### Work to complete:
Starting at the beginning of the material and ending at the line that contains "[[[817,302],[835,243],[814,237],[512,219],[511,265],[535,284]]]", write out every line again, requests included. Scale each outline coordinate in the answers by 1.75 and round it to a whole number, with halves rounded up.

◇ ◇ ◇ ◇ ◇ ◇ ◇

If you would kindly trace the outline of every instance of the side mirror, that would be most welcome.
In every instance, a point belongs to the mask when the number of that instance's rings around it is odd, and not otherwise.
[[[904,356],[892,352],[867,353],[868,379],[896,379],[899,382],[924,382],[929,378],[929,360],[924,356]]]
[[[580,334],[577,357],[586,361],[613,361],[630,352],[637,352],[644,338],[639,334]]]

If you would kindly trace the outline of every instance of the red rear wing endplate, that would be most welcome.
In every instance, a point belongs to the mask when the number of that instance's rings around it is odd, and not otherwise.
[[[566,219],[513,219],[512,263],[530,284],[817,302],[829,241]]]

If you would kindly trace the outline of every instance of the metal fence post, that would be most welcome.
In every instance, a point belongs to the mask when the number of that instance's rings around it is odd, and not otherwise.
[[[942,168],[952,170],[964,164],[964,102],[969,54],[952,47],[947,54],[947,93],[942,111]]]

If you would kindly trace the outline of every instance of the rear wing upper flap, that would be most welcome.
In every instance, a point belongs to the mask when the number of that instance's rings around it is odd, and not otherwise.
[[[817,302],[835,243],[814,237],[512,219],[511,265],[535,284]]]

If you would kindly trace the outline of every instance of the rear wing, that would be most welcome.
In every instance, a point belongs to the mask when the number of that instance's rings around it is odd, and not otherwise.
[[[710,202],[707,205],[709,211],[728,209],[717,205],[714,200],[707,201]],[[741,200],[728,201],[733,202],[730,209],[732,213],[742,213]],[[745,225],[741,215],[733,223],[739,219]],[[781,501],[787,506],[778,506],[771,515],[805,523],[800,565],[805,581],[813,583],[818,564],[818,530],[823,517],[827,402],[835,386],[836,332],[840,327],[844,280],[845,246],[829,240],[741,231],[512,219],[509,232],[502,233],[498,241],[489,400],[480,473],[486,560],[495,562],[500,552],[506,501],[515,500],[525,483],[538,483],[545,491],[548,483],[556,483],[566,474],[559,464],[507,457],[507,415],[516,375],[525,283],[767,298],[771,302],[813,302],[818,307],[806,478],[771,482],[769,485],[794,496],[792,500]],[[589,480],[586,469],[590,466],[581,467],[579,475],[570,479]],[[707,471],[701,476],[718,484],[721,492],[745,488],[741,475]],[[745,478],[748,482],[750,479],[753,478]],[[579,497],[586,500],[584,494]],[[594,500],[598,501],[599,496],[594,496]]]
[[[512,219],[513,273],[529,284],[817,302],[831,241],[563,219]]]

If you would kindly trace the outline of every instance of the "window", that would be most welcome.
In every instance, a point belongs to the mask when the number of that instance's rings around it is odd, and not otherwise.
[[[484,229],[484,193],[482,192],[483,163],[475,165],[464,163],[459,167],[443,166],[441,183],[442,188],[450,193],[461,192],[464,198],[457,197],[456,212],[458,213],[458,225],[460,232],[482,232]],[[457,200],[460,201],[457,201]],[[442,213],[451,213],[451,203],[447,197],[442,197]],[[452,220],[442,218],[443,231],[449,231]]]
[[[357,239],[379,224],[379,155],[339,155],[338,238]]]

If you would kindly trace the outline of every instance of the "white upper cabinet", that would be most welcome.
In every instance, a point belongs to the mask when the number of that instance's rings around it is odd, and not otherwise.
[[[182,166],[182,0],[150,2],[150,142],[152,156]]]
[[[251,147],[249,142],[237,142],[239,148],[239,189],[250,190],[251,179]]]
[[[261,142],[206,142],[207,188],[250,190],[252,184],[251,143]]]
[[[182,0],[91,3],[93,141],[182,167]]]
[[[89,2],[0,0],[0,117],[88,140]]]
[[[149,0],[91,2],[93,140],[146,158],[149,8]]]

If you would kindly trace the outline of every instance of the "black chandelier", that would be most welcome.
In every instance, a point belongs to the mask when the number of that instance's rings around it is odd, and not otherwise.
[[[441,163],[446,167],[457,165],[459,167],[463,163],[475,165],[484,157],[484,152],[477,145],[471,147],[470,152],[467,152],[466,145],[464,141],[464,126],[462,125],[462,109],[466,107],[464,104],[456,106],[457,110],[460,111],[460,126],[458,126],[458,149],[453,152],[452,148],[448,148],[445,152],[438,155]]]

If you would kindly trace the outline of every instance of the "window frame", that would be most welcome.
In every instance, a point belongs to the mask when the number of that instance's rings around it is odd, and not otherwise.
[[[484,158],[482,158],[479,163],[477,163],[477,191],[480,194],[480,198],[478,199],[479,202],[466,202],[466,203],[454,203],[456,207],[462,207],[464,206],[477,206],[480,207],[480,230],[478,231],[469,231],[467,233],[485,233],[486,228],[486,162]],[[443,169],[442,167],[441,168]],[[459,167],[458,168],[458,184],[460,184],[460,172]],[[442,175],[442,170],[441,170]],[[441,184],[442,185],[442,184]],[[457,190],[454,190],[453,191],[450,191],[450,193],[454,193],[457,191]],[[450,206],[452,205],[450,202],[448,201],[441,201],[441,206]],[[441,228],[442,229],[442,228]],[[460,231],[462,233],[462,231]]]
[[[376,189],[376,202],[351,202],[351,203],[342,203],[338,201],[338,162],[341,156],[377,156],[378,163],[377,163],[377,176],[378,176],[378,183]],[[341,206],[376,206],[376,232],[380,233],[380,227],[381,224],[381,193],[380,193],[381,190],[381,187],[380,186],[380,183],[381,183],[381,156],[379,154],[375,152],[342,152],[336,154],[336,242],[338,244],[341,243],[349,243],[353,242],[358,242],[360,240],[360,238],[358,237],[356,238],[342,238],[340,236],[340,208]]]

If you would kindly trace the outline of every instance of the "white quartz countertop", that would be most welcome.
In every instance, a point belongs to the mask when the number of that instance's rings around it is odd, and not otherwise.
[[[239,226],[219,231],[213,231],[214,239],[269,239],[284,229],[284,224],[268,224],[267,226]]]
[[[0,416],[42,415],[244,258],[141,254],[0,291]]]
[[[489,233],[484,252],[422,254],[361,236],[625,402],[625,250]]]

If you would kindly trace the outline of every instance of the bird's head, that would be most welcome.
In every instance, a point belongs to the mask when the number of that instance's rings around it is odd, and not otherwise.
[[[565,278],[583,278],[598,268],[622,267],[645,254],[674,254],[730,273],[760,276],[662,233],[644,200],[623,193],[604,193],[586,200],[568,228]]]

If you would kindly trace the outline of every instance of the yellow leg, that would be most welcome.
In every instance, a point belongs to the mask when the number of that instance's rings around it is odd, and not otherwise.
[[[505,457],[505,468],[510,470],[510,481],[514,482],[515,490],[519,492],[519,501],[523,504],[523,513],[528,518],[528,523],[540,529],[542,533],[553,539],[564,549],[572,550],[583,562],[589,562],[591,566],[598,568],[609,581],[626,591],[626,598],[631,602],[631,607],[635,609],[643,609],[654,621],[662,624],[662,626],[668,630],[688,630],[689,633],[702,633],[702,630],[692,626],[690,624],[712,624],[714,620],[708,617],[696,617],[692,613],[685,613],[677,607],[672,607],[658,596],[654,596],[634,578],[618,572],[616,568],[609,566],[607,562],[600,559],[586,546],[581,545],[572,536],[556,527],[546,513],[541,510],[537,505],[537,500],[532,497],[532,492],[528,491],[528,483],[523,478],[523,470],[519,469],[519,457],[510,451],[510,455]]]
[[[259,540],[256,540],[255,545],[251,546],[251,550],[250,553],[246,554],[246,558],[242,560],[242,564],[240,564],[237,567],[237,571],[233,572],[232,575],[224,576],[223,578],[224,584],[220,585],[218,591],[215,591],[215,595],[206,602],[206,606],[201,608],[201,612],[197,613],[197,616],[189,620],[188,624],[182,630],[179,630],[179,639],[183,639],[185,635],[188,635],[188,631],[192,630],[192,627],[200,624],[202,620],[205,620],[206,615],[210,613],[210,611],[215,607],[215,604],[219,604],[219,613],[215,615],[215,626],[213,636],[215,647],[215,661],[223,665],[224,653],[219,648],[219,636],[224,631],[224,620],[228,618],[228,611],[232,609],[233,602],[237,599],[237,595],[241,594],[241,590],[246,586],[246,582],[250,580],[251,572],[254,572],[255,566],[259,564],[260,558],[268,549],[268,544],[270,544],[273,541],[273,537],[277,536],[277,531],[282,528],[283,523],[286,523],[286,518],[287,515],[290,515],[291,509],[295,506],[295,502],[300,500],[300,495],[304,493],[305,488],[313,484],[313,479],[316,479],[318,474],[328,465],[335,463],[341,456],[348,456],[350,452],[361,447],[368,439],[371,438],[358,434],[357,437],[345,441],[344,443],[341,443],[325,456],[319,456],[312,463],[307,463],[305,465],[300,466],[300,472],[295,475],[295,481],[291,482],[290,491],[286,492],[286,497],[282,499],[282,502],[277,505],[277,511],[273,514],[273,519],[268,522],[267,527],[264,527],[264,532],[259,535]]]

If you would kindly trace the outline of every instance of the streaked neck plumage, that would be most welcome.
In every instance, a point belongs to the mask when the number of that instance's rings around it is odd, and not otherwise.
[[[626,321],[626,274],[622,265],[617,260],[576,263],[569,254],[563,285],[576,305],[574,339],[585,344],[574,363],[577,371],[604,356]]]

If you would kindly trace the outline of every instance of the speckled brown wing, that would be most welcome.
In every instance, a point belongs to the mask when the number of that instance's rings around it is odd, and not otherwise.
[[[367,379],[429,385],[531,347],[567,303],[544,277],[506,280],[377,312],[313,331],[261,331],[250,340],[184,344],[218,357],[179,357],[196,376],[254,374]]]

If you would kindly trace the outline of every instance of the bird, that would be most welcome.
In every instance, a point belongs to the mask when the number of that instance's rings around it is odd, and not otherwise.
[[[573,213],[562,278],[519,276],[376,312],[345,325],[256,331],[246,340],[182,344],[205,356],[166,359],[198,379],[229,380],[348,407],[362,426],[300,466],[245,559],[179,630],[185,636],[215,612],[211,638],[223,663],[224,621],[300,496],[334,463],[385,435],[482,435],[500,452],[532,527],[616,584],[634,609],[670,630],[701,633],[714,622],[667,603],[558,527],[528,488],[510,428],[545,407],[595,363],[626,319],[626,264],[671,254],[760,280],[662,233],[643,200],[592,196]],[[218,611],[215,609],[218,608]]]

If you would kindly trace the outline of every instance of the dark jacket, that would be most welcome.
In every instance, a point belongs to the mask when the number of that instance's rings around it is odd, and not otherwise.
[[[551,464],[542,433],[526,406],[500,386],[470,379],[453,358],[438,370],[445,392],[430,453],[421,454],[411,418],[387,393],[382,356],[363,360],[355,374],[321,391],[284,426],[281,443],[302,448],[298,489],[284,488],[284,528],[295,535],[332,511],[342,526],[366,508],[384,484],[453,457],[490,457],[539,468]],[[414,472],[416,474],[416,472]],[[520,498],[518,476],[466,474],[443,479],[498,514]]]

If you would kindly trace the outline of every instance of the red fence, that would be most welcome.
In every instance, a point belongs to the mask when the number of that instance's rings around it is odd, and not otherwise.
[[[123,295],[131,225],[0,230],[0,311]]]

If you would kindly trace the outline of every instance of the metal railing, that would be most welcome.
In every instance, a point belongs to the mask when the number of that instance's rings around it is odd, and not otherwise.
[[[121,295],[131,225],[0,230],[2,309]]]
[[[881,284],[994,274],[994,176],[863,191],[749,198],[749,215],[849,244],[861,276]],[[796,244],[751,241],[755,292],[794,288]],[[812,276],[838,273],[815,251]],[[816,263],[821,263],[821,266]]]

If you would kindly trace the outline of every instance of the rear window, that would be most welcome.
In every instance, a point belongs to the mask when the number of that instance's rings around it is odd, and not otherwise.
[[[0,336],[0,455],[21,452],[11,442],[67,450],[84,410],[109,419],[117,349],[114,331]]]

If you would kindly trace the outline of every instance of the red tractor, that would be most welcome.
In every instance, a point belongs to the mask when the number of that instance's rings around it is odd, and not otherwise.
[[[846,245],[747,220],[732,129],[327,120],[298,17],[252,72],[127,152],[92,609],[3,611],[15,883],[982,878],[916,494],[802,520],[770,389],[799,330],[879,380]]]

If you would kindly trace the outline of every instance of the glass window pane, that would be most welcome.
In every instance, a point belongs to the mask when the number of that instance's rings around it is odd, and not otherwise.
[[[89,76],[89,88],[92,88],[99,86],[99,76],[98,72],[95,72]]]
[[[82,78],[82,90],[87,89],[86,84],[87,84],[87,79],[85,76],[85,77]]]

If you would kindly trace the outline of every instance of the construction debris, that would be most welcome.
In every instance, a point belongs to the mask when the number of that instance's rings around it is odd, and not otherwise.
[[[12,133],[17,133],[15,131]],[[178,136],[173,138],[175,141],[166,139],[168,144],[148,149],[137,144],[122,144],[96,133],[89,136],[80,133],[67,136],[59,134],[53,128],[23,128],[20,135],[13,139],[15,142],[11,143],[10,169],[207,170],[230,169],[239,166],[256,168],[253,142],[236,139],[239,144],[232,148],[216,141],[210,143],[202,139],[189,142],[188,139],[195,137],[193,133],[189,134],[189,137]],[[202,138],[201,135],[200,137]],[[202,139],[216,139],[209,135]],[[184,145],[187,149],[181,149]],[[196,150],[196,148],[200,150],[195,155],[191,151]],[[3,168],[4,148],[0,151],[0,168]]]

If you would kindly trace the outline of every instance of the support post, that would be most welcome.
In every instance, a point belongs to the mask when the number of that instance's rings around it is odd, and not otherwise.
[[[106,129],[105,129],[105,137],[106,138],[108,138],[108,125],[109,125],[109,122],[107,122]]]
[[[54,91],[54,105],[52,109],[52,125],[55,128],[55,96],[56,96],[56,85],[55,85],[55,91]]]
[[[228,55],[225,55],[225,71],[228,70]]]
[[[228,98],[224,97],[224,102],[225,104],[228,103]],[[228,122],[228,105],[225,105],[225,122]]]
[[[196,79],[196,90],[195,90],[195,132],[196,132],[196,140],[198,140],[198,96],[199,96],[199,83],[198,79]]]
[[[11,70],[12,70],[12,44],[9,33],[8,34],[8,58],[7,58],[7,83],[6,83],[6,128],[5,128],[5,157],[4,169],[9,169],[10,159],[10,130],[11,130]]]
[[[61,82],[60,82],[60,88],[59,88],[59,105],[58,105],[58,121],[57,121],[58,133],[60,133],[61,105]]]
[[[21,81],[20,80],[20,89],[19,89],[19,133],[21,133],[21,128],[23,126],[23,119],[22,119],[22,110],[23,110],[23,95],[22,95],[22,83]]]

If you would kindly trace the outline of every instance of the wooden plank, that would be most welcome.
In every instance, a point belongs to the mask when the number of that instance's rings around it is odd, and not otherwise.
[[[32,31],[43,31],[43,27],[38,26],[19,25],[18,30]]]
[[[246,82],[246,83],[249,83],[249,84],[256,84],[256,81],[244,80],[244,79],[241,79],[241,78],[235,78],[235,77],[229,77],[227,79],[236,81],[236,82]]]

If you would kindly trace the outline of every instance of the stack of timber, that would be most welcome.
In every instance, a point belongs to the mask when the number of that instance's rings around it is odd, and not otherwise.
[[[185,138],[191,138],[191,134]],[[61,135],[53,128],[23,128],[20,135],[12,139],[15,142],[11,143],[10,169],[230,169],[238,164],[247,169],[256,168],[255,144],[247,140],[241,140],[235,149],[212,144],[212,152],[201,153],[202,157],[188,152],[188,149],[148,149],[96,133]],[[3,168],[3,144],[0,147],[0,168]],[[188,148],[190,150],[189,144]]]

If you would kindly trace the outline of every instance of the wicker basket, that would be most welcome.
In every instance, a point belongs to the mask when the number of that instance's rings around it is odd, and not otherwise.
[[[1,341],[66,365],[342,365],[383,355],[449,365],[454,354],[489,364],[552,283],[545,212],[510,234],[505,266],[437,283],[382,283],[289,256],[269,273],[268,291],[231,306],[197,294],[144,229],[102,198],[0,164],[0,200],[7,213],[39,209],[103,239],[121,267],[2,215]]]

◇ ◇ ◇ ◇ ◇ ◇ ◇

### Correct answer:
If you would kindly trace the outline of every instance of the side mirror, that would be most welcome.
In every instance, a point belongs to the mask when the number of that instance's rings around it is odd, and not otherwise.
[[[1582,623],[1561,616],[1517,618],[1519,663],[1568,663],[1573,669],[1617,669],[1626,662],[1626,630],[1617,623]]]
[[[1015,585],[1010,625],[1026,632],[1073,632],[1103,616],[1115,616],[1127,592],[1118,585]]]

If you would kindly trace the outline of every instance of the red rear wing endplate, that would be most welcome.
In every instance, a point belongs to the mask when the number of that instance's rings around it is odd, and not otherwise.
[[[991,383],[898,383],[896,460],[928,497],[1430,529],[1451,422]]]

If you would kindly trace the outline of every instance of the metal fence post, that would be most welcome.
In every instance, a point belongs to the mask when the number of that instance's rings around it is odd, and not otherwise.
[[[1649,294],[1666,298],[1687,287],[1687,179],[1696,95],[1666,82],[1657,95],[1657,163],[1649,194]]]

If you would kindly trace the outline of every instance of the rear wing upper flap, that would be most welcome.
In every instance, a point belongs to the mask when the number of that instance's rings around it is odd, and not otherwise.
[[[1430,529],[1461,425],[1425,415],[896,383],[894,464],[936,497]]]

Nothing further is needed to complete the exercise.